TASK REQUIREMENTS –
Your task is to repeat all of the material exactly.
--- ENTRIES ---
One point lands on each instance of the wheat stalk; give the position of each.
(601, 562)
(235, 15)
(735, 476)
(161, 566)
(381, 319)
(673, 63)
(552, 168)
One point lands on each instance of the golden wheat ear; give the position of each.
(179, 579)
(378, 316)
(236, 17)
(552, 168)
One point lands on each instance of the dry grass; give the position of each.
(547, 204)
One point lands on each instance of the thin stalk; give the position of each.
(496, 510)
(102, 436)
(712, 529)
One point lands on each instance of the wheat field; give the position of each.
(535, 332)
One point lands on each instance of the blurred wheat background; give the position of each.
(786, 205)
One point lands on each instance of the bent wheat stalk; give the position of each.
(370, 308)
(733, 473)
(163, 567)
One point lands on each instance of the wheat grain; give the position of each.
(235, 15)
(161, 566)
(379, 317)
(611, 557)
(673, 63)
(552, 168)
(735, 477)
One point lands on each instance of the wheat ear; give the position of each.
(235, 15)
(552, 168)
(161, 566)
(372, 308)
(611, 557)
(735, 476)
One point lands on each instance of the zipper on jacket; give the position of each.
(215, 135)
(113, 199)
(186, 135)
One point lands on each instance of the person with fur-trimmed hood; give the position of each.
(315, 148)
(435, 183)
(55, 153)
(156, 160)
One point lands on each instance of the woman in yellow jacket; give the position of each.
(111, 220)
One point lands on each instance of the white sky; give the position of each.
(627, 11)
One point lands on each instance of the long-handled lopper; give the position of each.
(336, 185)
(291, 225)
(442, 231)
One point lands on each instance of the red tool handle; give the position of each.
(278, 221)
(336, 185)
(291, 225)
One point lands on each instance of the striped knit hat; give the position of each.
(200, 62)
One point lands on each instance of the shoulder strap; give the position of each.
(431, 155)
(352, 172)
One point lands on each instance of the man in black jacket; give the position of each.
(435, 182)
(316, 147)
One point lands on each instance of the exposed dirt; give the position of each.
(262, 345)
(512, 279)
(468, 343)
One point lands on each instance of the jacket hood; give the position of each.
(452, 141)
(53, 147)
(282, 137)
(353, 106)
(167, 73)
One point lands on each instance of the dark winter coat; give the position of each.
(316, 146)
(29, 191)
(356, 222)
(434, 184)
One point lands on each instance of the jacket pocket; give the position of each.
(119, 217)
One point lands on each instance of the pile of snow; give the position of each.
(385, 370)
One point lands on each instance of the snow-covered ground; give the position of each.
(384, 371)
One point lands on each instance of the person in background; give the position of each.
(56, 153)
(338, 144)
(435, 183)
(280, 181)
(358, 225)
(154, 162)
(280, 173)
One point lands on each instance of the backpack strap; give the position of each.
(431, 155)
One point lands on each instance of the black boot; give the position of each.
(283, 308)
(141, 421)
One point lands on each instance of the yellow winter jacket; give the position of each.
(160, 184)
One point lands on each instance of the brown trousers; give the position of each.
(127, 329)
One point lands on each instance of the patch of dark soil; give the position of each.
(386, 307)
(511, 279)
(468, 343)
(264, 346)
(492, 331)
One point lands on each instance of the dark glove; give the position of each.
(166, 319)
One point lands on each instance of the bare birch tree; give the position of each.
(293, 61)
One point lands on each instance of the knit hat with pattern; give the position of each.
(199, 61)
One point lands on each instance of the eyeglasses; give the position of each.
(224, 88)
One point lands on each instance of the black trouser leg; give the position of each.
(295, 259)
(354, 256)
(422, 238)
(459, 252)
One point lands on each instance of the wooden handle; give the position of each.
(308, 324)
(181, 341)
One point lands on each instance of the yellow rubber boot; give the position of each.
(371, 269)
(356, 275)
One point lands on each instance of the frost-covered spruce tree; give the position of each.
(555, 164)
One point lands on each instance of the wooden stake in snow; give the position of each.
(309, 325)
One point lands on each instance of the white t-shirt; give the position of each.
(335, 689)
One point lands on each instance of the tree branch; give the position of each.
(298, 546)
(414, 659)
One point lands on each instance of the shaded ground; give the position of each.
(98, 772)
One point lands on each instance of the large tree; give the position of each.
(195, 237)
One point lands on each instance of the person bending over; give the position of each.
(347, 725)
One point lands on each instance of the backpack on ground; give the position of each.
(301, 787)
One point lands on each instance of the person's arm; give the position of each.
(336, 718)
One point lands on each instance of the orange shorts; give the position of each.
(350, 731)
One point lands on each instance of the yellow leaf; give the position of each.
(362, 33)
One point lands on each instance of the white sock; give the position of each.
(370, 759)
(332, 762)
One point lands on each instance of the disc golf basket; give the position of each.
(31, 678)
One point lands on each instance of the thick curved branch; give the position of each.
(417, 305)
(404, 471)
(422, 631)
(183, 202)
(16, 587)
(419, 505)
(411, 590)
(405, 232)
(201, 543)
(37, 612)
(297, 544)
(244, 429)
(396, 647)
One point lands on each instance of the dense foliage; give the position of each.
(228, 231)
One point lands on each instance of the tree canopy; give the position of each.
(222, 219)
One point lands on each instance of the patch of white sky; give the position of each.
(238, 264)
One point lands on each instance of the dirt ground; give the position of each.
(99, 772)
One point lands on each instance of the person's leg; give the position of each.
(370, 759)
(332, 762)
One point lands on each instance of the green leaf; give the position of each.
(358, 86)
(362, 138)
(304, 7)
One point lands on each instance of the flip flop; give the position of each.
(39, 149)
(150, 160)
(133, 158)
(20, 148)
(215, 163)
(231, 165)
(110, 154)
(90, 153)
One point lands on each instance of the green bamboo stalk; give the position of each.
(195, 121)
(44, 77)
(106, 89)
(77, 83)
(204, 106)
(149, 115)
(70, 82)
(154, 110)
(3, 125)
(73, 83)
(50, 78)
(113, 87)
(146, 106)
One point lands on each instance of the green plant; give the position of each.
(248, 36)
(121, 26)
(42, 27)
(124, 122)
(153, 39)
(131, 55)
---
FINAL ANSWER –
One point lands on each instance of the wheat stalk; give the position of each.
(601, 562)
(235, 15)
(735, 476)
(161, 566)
(381, 319)
(673, 63)
(552, 168)
One point lands on each instance of the golden wheat ear; give the position of each.
(179, 579)
(378, 316)
(236, 17)
(552, 168)
One point lands on each instance of the dry grass; give the position of each.
(547, 204)
One point lands on each instance of the thin stalk; give the position of each.
(496, 510)
(102, 436)
(712, 529)
One point lands on each instance of the wheat field; give the position of each.
(535, 332)
One point lands on each instance of the blurred wheat background; give the position of each.
(786, 205)
One point lands on each instance of the bent wheat stalk; give the position of each.
(370, 308)
(733, 473)
(163, 567)
One point lands on each instance of the wheat grain; give the position of each.
(235, 15)
(161, 566)
(379, 317)
(611, 557)
(673, 63)
(552, 168)
(735, 477)
One point lands on each instance of the wheat ear; give the position of each.
(235, 15)
(552, 168)
(161, 566)
(372, 308)
(611, 557)
(735, 476)
One point lands on each instance of the zipper on jacket; give the position of each.
(215, 135)
(113, 199)
(186, 135)
One point lands on each instance of the person with fur-trimmed hood; give the position of each.
(315, 148)
(435, 183)
(55, 153)
(156, 160)
One point lands on each instance of the woman in yellow jacket; give the position of each.
(111, 220)
One point lands on each instance of the white sky; give the position of each.
(627, 11)
One point lands on each instance of the long-handled lopper; give the position of each.
(336, 185)
(291, 225)
(442, 231)
One point lands on each instance of the red tool handle; give the position of each.
(278, 221)
(336, 185)
(291, 225)
One point lands on each instance of the striped knit hat; give the position of each.
(200, 62)
One point lands on each instance of the shoulder strap; give the position of each.
(431, 155)
(352, 172)
One point lands on each instance of the man in black jacket; give the position of each.
(435, 182)
(316, 147)
One point lands on each instance of the exposed dirt; give the position of each.
(262, 345)
(512, 279)
(468, 343)
One point lands on each instance of the jacket hood; give the position of each.
(452, 141)
(53, 147)
(282, 137)
(353, 106)
(167, 73)
One point lands on each instance of the dark winter coat; give the position of each.
(316, 146)
(29, 191)
(356, 222)
(434, 184)
One point lands on each instance of the jacket pocket; give the position of each.
(119, 217)
One point lands on each instance of the pile of snow; give the position of each.
(385, 370)
One point lands on each instance of the snow-covered ground; give the position of each.
(384, 371)
One point lands on each instance of the person in background; give the position of each.
(56, 153)
(338, 144)
(435, 183)
(280, 181)
(358, 225)
(154, 162)
(280, 173)
One point lands on each instance of the backpack strap; give the position of each.
(431, 155)
One point lands on each instance of the black boot; give the position of each.
(283, 308)
(141, 421)
One point lands on each instance of the yellow winter jacket; give the position of each.
(160, 184)
One point lands on each instance of the brown trousers; give the position of each.
(127, 329)
One point lands on each instance of the patch of dark soil; give the position of each.
(386, 307)
(511, 279)
(468, 343)
(264, 346)
(492, 331)
One point lands on each instance of the dark glove; give the position of each.
(166, 319)
One point lands on each instance of the bare birch tree; give the position of each.
(293, 61)
One point lands on each instance of the knit hat with pattern; give the position of each.
(199, 61)
One point lands on each instance of the eyeglasses; give the position of each.
(224, 88)
One point lands on each instance of the black trouser leg; give the position of each.
(295, 259)
(354, 256)
(422, 238)
(459, 252)
One point lands on each instance of the wooden handle; give the position of each.
(308, 324)
(181, 341)
One point lands on each instance of the yellow rubber boot; give the position of each.
(371, 269)
(356, 275)
One point lands on each instance of the frost-covered spruce tree; give the position of each.
(555, 164)
One point lands on each instance of the wooden stake in snow; give the position of each.
(309, 325)
One point lands on each instance of the white t-shirt; give the position of each.
(335, 689)
One point lands on each instance of the tree branch; give the position of each.
(298, 546)
(414, 659)
One point lands on each instance of the shaded ground; give the position of each.
(98, 772)
One point lands on each instance of the large tree; give the position of each.
(195, 237)
One point lands on each instance of the person bending over; give the position of each.
(347, 725)
One point lands on each instance of the backpack on ground; give the position of each.
(301, 787)
One point lands on each instance of the person's arm; give the position of each.
(336, 718)
One point lands on each instance of the orange shorts; give the position of each.
(350, 731)
One point lands on each instance of the yellow leaf; give the position of each.
(362, 33)
One point lands on each instance of the white sock; give the position of each.
(370, 759)
(332, 762)
One point lands on each instance of the disc golf basket; give the position of each.
(31, 678)
One point lands on each instance of the thick curved branch; give the position of each.
(417, 305)
(404, 471)
(422, 631)
(183, 202)
(16, 587)
(419, 505)
(411, 590)
(405, 232)
(201, 543)
(37, 612)
(297, 544)
(244, 429)
(396, 647)
One point lands on each instance of the dense foliage; give the position of each.
(228, 231)
One point lands on each instance of the tree canopy; give the position of each.
(222, 219)
One point lands on each instance of the patch of white sky; give the position of each.
(238, 264)
One point lands on each instance of the dirt ground; give the position of each.
(99, 772)
One point lands on each instance of the person's leg; give the position of each.
(370, 759)
(332, 762)
One point lands on each instance of the green leaf; give the position of each.
(358, 86)
(362, 138)
(304, 7)
One point lands on each instance of the flip flop; give the position of each.
(39, 149)
(150, 160)
(133, 158)
(20, 148)
(215, 163)
(231, 165)
(110, 154)
(90, 153)
One point lands on each instance of the green bamboo stalk; give the position of each.
(195, 121)
(44, 77)
(106, 89)
(77, 83)
(204, 106)
(149, 115)
(70, 82)
(154, 110)
(3, 125)
(73, 83)
(50, 78)
(113, 87)
(146, 106)
One point lands on each instance of the green plant; give the position of each.
(248, 36)
(121, 26)
(42, 27)
(124, 122)
(153, 39)
(131, 55)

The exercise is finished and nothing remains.